Texte fourni:
Chronique USA
Tous les mois, Ronan Le Goff, directeur associé de La Netscouade, analyse pour Stratégies la campagne numérique américaine. Alors que Donald Trump investit Snapchat et lance sa propre app de gamification, la stratégie web de Joe Biden reste encore floue.

C’est le genre de bourde dont se serait bien passé Joe Biden, déjà affaibli par une campagne devenue 100% virtuelle. Interviewé le 22 mai par un présentateur de radio noir new-yorkais, le candidat démocrate a tenté une douteuse plaisanterie : «Si vous avez un problème pour décider si vous êtes pour moi ou pour Trump, alors vous n'êtes pas Noir». Tollé général. Joe Biden a dû rapidement s’excuser pour ces propos jugés «fâcheux». Trop tard,  la campagne Trump a sauté sur l’occasion pour enfoncer un coin entre l’ancien vice-président d’Obama et l’électorat Noir dont il est très proche. Riposte sur Twitter comme de rigueur, mais aussi... sur Snapchat. Le compte de Donald Trump sur le réseau social a posté dans la foulée une vidéo reprenant le mème des porteurs de cercueil ghanéens. Après un extrait de la gaffe de Biden, un cercueil apparaît à l’écran avec l’inscription «Biden president». De la pure culture internet, bien loin d’une parole présidentielle ; c’est pourtant bien signé «Donald J. Trump».

Données disponibles:
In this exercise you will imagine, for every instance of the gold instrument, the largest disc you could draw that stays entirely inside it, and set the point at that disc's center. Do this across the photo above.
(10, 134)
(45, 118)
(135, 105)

Consigne: Reprenez la chronique sur la campagne numérique américaine juste après sa dernière phrase et poursuivez-en la rédaction. Le matériel ne présente aucun lien avec la chronique.

Résultat attendu:
L’édition spéciale Biden a continué pendant plusieurs jours sur le Snapchat de Trump, avec des mèmes en tous genre glanés sur internet, renvoyant souvent vers un numéro SMS «Black voices for Trump», destiné à récupérer les coordonnées d’électeurs potentiels. Le compte a également posté une série de vidéos de Kanye West, dénonçant avec virulence les propos du candidat démocrate. Des mèmes, du contenu engageant de célébrités : la campagne Trump a bien compris l’intérêt d’être présent sur Snapchat. L’app est assurément moins médiatique que Twitter et le président ne s’y investit pas personnellement, mais elle n’en est pas moins stratégique. Les millennials et la génération Z représentent 35% de l’électorat américain. Sur cette cible des 13-34 ans, Snapchat est presque hégémonique, avec un taux de pénétration de 75% aux Etats-Unis.

L’appli a bien intégré son rôle civique dans cette campagne. En temps normal, aux Etats-Unis, les primo-électeurs s’inscrivent sur les listes sur leur campus universitaire ou à la bibliothèque locale. Ces lieux sont actuellement fermés mais l’appli propose à chacun de ses utilisateurs atteignant les 18 ans un lien pour s’inscrire sur les listes électorales. Ils sont 500 000 chaque mois, l’enjeu est tout sauf mince.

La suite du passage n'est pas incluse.